--- Dataset extract Enclosed Below ---

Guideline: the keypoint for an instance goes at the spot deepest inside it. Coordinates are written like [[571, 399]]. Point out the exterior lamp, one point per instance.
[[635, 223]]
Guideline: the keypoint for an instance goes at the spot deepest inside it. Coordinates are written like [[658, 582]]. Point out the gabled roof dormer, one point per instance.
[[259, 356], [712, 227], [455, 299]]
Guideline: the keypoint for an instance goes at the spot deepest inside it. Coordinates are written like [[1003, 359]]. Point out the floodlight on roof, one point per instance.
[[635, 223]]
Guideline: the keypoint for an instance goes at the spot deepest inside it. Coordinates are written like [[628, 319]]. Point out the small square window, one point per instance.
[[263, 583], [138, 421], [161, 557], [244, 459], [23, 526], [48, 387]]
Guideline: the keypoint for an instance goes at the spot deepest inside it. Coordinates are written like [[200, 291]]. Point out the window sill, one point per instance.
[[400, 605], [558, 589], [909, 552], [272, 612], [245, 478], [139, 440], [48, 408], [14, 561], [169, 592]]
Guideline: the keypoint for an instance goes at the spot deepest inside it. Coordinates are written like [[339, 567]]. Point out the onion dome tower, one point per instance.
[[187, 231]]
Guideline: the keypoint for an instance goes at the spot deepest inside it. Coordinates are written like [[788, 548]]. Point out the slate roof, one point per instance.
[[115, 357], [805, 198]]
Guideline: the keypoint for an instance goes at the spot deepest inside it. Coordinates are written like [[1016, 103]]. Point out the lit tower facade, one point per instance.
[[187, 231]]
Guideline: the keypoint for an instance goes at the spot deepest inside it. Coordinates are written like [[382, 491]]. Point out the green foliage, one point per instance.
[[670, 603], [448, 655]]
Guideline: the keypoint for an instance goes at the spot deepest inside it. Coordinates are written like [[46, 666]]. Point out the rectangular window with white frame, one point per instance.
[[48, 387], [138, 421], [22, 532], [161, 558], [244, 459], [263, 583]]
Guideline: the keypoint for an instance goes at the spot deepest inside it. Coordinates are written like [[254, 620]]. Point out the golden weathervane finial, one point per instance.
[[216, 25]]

--- End of Enclosed Dataset extract ---

Problem details: Repeat, without changes, every line from the one that contains "foliage, one point per instance." through the final line of the data.

Expected answer:
Guideline: the keypoint for an instance goes at the spot deepest inside it. Coordinates are written like [[382, 491]]. Point out the green foliage, one point per instance.
[[670, 603], [448, 655]]
Guideline: the keypoint for an instance goes at the spot deepest inside it. Coordinates are written like [[46, 666]]. Point out the rectangular window with white frame, one point per instance.
[[48, 387], [138, 421], [22, 532], [161, 558], [244, 459], [263, 583]]
Guideline: the keypoint for an instance goes at the spot deepest inside it. Coordinates are written like [[254, 620]]. Point out the golden weathervane finial, one point per instance.
[[216, 25]]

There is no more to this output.